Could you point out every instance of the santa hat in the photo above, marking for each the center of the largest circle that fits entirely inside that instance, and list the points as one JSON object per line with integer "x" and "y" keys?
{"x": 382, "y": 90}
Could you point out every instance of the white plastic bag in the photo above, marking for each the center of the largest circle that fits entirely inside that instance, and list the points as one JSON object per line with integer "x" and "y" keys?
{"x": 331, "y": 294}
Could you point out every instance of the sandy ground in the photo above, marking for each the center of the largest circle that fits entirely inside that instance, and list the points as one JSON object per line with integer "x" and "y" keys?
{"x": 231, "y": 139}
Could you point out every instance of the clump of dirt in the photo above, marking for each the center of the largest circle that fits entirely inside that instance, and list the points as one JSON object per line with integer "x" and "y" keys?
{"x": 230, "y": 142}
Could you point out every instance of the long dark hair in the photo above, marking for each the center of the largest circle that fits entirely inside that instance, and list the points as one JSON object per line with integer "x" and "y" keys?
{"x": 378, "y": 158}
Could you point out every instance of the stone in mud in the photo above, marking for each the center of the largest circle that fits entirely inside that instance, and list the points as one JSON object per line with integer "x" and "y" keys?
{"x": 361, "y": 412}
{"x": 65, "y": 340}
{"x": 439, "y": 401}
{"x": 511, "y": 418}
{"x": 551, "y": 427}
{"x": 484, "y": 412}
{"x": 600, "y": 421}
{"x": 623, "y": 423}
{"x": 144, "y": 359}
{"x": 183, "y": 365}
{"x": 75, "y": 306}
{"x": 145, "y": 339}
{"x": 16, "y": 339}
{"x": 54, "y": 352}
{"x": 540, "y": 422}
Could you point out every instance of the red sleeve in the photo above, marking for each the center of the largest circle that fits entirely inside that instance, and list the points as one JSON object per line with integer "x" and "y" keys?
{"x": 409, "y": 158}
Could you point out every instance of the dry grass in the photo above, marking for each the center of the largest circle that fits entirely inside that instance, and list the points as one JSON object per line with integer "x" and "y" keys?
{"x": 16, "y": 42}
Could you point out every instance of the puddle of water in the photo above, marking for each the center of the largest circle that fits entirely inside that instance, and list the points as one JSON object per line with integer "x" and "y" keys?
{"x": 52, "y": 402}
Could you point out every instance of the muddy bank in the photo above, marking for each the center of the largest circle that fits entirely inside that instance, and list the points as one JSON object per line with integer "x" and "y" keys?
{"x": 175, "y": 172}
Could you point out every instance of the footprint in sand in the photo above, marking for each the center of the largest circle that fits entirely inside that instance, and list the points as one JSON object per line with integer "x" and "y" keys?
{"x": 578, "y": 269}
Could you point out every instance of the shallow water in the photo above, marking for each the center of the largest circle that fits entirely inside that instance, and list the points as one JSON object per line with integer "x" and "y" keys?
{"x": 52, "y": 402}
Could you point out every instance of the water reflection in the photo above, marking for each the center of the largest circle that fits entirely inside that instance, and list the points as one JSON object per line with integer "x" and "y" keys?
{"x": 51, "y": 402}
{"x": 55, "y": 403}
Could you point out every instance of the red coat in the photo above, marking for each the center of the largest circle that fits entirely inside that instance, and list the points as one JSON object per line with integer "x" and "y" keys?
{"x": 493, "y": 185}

■ ■ ■ ■ ■ ■ ■

_WHAT TO WORK ON_: Transcribe every line of the data, exactly as it stands.

_EXERCISE RESULT_:
Could you point out every instance of the santa hat in the photo above, marking for each the center of the largest circle that fits entirely inside that instance, and list the points as one JSON object per line with integer "x" and "y" keys?
{"x": 382, "y": 90}
Could you point out every instance of the white plastic bag in the photo above, marking for each the center of the largest circle that fits entirely inside that instance, and list the points as one JSON object per line with integer "x" and "y" keys?
{"x": 331, "y": 294}
Could you point out every instance of the sandy ground in the photo above, marking for each the center of the largest circle that fits entirely inside that instance, and list the points as one JSON object per line with integer "x" and "y" keys?
{"x": 231, "y": 139}
Could you point out every instance of the clump of dirt in the photo above, marking for each the center of the largest circle that fits entirely inside that instance, and list the points as one JSON object per line with integer "x" and "y" keys?
{"x": 230, "y": 142}
Could you point out every instance of the long dark hair in the photo above, marking for each the center of the largest circle that fits entirely inside that instance, and list the points as one JSON object per line with integer "x" and "y" keys?
{"x": 378, "y": 158}
Could you point out every instance of the stone in mud in the photo above, marking for each the center of the largest circle that fits entirely inside that instance, and list the points as one JSON object per line with integer "x" and "y" keys?
{"x": 361, "y": 412}
{"x": 65, "y": 340}
{"x": 439, "y": 401}
{"x": 511, "y": 418}
{"x": 551, "y": 427}
{"x": 484, "y": 412}
{"x": 600, "y": 421}
{"x": 623, "y": 423}
{"x": 144, "y": 359}
{"x": 183, "y": 365}
{"x": 75, "y": 306}
{"x": 145, "y": 339}
{"x": 16, "y": 339}
{"x": 54, "y": 352}
{"x": 540, "y": 422}
Could you point out every instance of the red sleeve in the photo above, marking for each the center of the largest circle that fits entirely inside that instance, and list the points as one JSON object per line with integer "x" and "y" keys?
{"x": 409, "y": 158}
Could you point out every instance of the dry grass in the photo above, marking for each the center of the largest circle that fits entirely inside that instance, and list the points as one JSON object per line with integer "x" and "y" keys?
{"x": 16, "y": 42}
Could you point out every instance of the puddle of water in the photo above, marking for each the center of the largest circle that fits entirely inside that instance, and list the points as one JSON object per line with integer "x" and "y" keys?
{"x": 52, "y": 402}
Could you point out every instance of the muddy bank in the photo above, marking for each the center of the largest circle that fits entirely inside that instance, and list the points as one JSON object per line with integer "x" and "y" keys?
{"x": 175, "y": 172}
Could you point out every instance of the footprint in sand in the photo above, marking for each the center of the largest circle that fits entirely inside that instance, and list the points as one JSON object per line with integer "x" and "y" keys?
{"x": 578, "y": 269}
Could you point out every instance of the shallow water in the photo above, marking for each the center of the largest circle that fits entirely inside that instance, and list the points as one JSON object per line with integer "x" and "y" keys?
{"x": 52, "y": 402}
Could you point out every instance of the water reflection in the photo above, marking for each the center of the largest circle that fits entirely inside that instance, and list the points as one JSON object per line with integer "x" and "y" keys?
{"x": 51, "y": 402}
{"x": 55, "y": 403}
Could you point out every instance of the red coat in the photo above, marking for each the center of the largest circle that fits entirely inside that instance, and list the points as one JSON object per line with integer "x" and "y" keys?
{"x": 493, "y": 185}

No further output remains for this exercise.